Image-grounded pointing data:
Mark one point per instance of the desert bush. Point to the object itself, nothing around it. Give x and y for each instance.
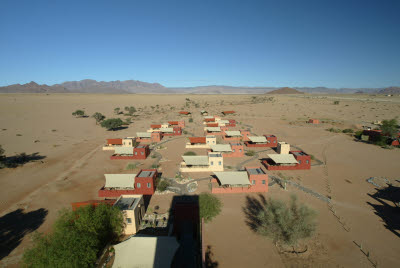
(79, 113)
(162, 184)
(77, 238)
(98, 117)
(389, 127)
(286, 224)
(112, 123)
(210, 206)
(347, 130)
(250, 153)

**DESCRIPTION OF THE TASK:** Set down every line of the entries above again, exactly as written, but not the pictures.

**EXERCISE RESPONSE:**
Mark one point per instance of the desert bush. Point to the object itself, nothing around it. Give x and y for each instance.
(79, 113)
(162, 184)
(77, 238)
(98, 117)
(389, 127)
(286, 224)
(112, 123)
(210, 206)
(347, 130)
(250, 153)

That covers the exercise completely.